Enquanto Agnes definha, o passado de cada personagem vem à tona. É difícil dizer qual das atrizes se sai melhor. Bergman, é claro, tem grandes méritos nisso também. Criado no teatro, o sueco nunca escondeu sua preferência pelos palcos e sempre privilegiou a direção de atores. Tendo como base um roteiro praticamente perfeito, os diálogos são o ponto chave da trama. A luz ilumina os rostos e ressalta as expressões das atrizes, revelando as aflições escondidas atrás de suas faces. A cena em que o médico (Erland Josephson) coloca Maria diante do espelho e analisa cada traço de seu semblante vem para confirmar isso. O diálogo usado de forma brilhante para elucidar as dúvidas do espectador acerca do tormento no rosto da mulher.
A religião sempre foi um tema muito presente na filmografia de Bergman. Filho de um pastor luterano, a fé já havia sido o centro das atenções do diretor principalmente em O Sétimo Selo (Det Sjunde inseglet, 1957) e em Luz de Inverno (Nattvardsgästerna, 1963). Em Gritos e Sussurros o tema é um pouco mais sutil, mas ainda assim muito presente. Agnes se torna um martírio dentre suas irmãs que a renegam, têm medo que sua doença seja contagiosa e não querem se envolver na sua morte. Em dado momento temos o discurso de um padre (Gunnar Björnstrand), que exalta o sofrimento pelo qual Agnes passou e, de forma totalmente egoísta, clama perdão para todos que vivem nesse mundo sujo. Segundo ele, Agnes, que tinha uma fé maior que a dele, seria a única pessoa que poderia interceder pelas pobres almas ali presentes. É a dúvida do homem diante de Deus mais uma vez dando as caras. O silêncio do criador diante do sofrimento de suas crias. Agnes, por sua vez, seria a ligação com Deus, praticamente uma nova salvadora.
Bergman usa a própria Agnes para falar também da mãe. Logo no começo do filme, a personagem conta que se lembra da genitora, já morta, como uma criatura fria. Conhecemos então a infância da protagonista e presenciamos sua visão diante da mãe, que lhe trata com diferença e até desafeto em alguns momentos. Tratamento esse muito semelhante ao que Bergman conta ter recebido quando criança. Numa das passagens mais marcantes de sua autobiografia, o sueco fala que, ao tentar abraçar a mãe, foi reprimido com um tapa. O diretor viria ainda a abordar toda sua infância de forma mais direta em Fanny e Alexander (Fanny och Alexander, 1982).

## Dados para análise
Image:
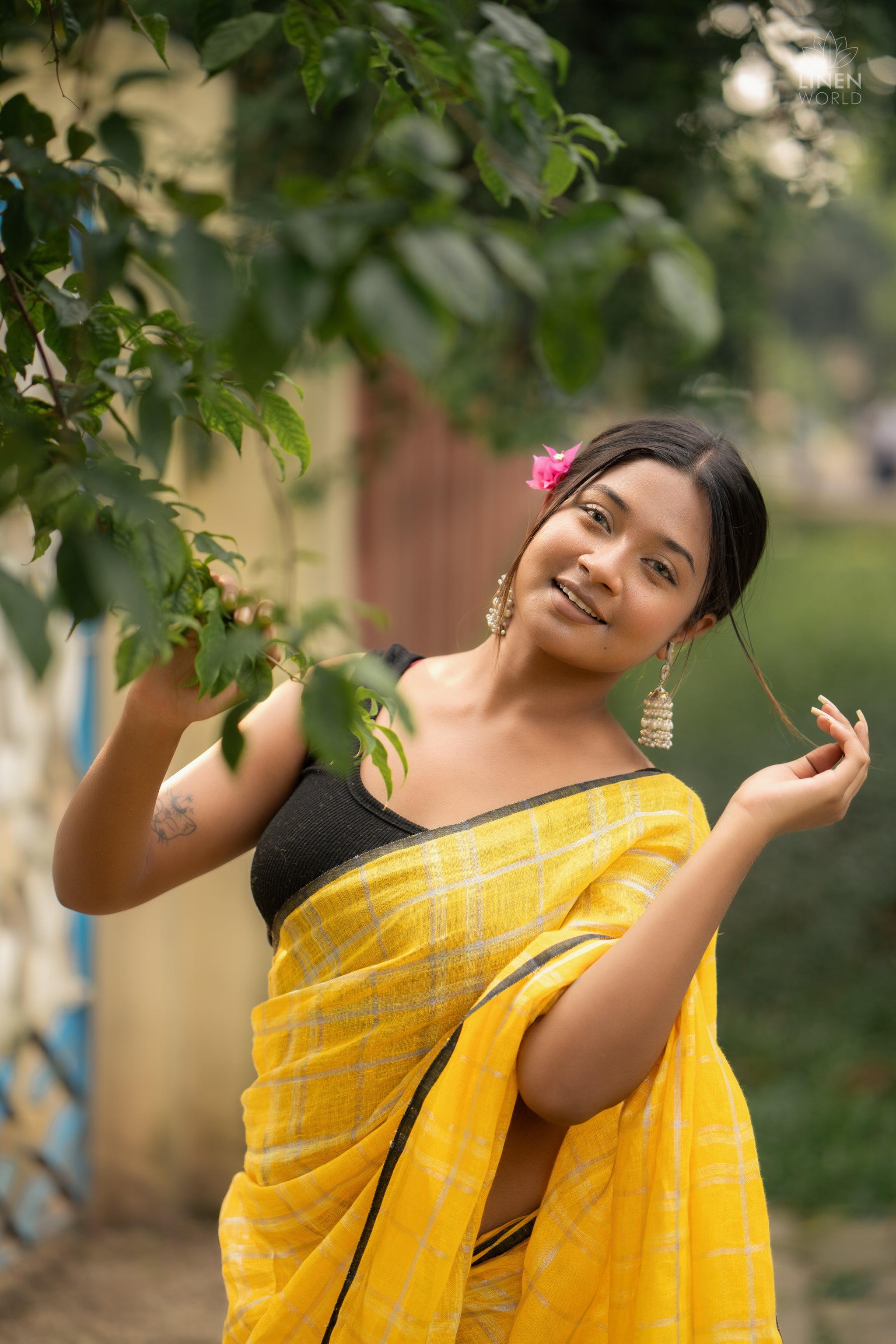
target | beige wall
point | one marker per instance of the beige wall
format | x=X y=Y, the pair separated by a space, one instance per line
x=178 y=979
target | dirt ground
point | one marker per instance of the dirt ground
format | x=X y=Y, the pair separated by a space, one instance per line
x=101 y=1285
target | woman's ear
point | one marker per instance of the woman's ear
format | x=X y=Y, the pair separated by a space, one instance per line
x=687 y=635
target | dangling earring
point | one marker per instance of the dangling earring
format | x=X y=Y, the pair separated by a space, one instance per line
x=497 y=626
x=656 y=725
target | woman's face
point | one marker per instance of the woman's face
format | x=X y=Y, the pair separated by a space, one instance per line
x=632 y=547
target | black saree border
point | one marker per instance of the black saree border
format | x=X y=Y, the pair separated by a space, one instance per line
x=422 y=1092
x=504 y=1241
x=409 y=842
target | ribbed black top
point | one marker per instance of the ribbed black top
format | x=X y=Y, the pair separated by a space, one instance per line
x=326 y=822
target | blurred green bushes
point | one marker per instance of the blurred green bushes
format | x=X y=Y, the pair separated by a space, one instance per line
x=808 y=952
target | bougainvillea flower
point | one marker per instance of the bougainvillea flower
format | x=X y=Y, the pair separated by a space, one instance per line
x=549 y=471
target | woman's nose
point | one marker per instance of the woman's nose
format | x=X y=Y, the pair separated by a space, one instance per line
x=605 y=567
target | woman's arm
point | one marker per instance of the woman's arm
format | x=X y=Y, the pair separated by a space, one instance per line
x=127 y=838
x=606 y=1031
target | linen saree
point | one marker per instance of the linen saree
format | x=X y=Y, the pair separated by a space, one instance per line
x=386 y=1056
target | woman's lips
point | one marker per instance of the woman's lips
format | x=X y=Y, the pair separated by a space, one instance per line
x=567 y=601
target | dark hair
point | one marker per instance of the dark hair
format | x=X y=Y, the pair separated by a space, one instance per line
x=738 y=517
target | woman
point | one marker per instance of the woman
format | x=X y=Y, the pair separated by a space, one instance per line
x=490 y=1101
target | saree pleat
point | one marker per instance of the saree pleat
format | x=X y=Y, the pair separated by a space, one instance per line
x=386 y=1056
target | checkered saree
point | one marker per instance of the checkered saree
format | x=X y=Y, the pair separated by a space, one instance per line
x=399 y=994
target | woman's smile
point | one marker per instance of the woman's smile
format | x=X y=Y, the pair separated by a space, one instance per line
x=570 y=601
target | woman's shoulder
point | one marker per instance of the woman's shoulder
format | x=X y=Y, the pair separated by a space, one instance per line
x=672 y=795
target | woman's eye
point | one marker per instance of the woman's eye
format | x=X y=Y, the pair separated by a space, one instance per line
x=663 y=570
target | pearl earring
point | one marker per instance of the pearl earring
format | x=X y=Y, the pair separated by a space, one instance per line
x=497 y=624
x=656 y=725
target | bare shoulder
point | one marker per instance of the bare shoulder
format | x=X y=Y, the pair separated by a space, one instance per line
x=626 y=750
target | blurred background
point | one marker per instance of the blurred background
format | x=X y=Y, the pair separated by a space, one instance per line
x=126 y=1043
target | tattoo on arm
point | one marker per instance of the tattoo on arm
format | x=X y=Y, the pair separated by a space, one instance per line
x=174 y=816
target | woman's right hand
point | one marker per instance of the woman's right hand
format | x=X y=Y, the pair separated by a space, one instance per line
x=164 y=693
x=816 y=789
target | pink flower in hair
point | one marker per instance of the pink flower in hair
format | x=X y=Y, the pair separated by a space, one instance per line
x=549 y=471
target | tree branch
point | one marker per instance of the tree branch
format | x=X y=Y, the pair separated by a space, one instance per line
x=26 y=318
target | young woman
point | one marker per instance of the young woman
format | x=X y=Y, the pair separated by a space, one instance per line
x=491 y=1105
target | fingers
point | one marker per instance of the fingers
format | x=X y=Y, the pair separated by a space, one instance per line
x=847 y=775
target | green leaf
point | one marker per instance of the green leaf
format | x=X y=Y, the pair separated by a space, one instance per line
x=494 y=77
x=226 y=413
x=491 y=176
x=210 y=655
x=21 y=343
x=160 y=556
x=233 y=39
x=560 y=58
x=559 y=171
x=451 y=265
x=21 y=119
x=396 y=318
x=206 y=545
x=571 y=339
x=119 y=136
x=313 y=74
x=17 y=230
x=595 y=130
x=344 y=60
x=70 y=311
x=516 y=264
x=397 y=742
x=684 y=284
x=378 y=756
x=288 y=425
x=519 y=32
x=231 y=738
x=194 y=203
x=328 y=717
x=133 y=656
x=27 y=617
x=80 y=142
x=156 y=26
x=222 y=417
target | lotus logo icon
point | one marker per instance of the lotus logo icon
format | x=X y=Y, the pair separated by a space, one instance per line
x=824 y=73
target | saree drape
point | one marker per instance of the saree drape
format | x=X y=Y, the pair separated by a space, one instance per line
x=386 y=1057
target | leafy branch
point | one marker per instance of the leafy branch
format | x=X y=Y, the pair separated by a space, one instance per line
x=466 y=222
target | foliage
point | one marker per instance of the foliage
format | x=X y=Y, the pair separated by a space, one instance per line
x=806 y=953
x=451 y=216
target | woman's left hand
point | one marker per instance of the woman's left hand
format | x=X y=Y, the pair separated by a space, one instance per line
x=816 y=789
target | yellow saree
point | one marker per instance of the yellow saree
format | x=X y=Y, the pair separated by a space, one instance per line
x=386 y=1056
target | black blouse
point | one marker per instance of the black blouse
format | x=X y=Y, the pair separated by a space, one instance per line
x=326 y=822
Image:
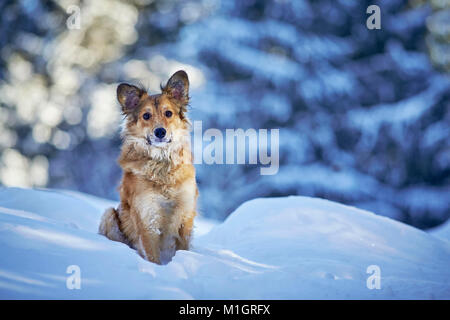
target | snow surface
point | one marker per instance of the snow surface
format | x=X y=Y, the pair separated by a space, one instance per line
x=269 y=248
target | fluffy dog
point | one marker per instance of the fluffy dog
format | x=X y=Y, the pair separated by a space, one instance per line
x=158 y=191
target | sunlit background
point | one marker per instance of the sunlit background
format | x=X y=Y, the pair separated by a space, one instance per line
x=364 y=115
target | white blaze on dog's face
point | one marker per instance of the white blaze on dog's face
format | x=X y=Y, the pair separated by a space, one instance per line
x=156 y=121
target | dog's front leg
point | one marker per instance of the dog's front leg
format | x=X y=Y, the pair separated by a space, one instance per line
x=185 y=232
x=147 y=242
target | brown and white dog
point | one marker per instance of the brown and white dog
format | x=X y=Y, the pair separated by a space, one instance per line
x=158 y=191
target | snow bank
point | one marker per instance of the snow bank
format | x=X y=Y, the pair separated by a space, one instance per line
x=272 y=248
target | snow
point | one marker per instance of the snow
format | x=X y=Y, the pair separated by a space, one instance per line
x=269 y=248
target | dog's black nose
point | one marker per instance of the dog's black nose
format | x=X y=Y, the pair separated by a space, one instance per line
x=160 y=132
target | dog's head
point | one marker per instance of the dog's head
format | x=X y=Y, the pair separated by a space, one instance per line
x=156 y=123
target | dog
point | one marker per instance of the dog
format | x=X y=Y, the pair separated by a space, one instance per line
x=158 y=190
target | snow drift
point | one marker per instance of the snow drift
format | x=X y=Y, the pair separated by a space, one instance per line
x=271 y=248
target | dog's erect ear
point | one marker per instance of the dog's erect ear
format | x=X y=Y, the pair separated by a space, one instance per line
x=177 y=87
x=129 y=97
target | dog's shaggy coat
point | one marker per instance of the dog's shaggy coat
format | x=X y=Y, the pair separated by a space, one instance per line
x=158 y=191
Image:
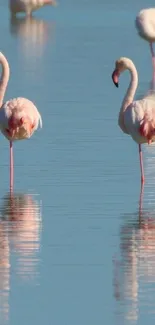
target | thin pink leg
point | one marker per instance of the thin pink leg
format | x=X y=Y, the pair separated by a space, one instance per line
x=141 y=165
x=153 y=63
x=11 y=167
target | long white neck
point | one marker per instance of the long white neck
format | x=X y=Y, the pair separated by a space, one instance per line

## Tarefa proposta
No trecho sobre o filme de Bergman, de "Bergman usa a" a "och Alexander, 1982).", substitua "mãe" por "progenitora" e reescreva a passagem. Baseie-se apenas no trecho para responder.

## Resposta à tarefa
Bergman usa a própria Agnes para falar também da progenitora. Logo no começo do filme, a personagem conta que se lembra da genitora, já morta, como uma criatura fria. Conhecemos então a infância da protagonista e presenciamos sua visão diante da progenitora, que lhe trata com diferença e até desafeto em alguns momentos. Tratamento esse muito semelhante ao que Bergman conta ter recebido quando criança. Numa das passagens mais marcantes de sua autobiografia, o sueco fala que, ao tentar abraçar a progenitora, foi reprimido com um tapa. O diretor viria ainda a abordar toda sua infância de forma mais direta em Fanny e Alexander (Fanny och Alexander, 1982).